--- How to complete this task ---
Only lines holding the word "background" are wanted. Copy them from the listing below.

--- Dataset extract ---
________

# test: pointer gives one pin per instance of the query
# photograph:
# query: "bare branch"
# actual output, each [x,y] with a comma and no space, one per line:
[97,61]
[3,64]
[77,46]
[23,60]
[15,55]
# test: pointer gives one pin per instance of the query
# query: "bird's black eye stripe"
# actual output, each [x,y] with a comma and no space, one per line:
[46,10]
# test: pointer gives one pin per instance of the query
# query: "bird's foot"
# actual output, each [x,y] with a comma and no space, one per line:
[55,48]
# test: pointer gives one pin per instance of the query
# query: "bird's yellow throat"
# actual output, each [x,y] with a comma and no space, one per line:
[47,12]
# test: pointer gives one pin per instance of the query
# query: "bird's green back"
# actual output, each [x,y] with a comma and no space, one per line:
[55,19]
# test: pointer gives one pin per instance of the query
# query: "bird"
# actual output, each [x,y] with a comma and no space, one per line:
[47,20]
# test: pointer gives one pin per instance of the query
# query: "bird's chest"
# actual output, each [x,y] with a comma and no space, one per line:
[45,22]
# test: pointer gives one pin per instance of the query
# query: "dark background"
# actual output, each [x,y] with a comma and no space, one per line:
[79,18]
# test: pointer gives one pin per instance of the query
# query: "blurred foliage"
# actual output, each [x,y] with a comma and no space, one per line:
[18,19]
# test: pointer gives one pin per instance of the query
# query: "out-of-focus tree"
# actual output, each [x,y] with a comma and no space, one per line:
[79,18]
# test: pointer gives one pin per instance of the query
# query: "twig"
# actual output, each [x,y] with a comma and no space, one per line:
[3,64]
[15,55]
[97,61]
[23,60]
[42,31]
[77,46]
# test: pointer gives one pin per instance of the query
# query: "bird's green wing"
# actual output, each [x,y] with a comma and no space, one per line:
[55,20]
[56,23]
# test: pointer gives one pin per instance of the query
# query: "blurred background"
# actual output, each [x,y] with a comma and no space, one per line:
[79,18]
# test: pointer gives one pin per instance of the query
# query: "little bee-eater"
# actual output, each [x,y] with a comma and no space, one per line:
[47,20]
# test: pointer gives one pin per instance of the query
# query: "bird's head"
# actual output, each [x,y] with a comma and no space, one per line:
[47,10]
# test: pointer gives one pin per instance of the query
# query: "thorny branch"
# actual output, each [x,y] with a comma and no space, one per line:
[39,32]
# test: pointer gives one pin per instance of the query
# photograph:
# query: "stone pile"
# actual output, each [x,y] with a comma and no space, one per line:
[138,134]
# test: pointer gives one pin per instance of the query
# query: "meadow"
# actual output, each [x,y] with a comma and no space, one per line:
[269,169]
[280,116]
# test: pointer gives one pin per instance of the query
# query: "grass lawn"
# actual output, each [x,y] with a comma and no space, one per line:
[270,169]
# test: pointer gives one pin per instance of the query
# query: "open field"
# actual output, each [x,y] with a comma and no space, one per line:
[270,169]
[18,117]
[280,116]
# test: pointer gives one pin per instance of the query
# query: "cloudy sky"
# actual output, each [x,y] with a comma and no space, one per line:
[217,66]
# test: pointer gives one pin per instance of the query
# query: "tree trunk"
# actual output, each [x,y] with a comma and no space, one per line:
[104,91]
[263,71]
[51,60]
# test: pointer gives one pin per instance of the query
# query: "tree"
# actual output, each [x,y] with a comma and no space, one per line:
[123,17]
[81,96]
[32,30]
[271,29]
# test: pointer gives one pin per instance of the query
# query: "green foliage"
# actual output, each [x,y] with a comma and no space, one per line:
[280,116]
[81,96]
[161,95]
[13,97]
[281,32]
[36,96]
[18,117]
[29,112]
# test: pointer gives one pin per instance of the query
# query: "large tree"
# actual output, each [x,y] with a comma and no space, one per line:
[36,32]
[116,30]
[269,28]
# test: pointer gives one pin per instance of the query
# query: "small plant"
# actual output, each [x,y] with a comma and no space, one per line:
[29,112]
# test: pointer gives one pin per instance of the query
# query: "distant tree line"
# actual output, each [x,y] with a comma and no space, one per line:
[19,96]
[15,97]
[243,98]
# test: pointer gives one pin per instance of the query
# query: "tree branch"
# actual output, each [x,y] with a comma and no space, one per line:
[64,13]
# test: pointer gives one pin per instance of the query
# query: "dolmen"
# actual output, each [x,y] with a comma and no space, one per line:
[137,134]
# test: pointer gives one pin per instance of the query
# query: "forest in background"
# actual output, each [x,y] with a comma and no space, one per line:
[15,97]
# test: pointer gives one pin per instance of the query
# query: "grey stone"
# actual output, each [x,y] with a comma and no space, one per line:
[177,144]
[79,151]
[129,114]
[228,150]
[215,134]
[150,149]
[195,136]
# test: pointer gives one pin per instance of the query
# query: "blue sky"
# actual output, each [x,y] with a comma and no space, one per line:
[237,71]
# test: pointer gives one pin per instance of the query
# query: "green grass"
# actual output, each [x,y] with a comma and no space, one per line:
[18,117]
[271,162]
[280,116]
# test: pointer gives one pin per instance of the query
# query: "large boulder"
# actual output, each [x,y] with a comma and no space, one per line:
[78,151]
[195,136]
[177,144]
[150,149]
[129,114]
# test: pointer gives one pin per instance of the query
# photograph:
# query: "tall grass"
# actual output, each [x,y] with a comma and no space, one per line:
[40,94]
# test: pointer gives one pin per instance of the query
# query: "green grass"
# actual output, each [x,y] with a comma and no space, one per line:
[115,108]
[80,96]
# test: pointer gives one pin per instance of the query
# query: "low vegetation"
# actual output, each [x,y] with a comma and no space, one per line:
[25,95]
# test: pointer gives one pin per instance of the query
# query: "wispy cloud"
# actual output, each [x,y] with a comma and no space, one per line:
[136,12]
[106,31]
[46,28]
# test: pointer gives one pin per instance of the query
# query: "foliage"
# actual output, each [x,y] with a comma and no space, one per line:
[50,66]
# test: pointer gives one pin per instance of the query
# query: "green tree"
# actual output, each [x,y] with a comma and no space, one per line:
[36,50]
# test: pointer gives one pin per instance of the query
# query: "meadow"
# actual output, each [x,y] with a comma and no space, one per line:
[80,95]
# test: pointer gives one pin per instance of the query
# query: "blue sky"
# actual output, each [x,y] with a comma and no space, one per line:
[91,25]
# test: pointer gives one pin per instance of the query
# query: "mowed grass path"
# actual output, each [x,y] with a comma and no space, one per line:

________

--- Task output ---
# query: "dark background"
# query: "blurred background"
# query: "forest in background"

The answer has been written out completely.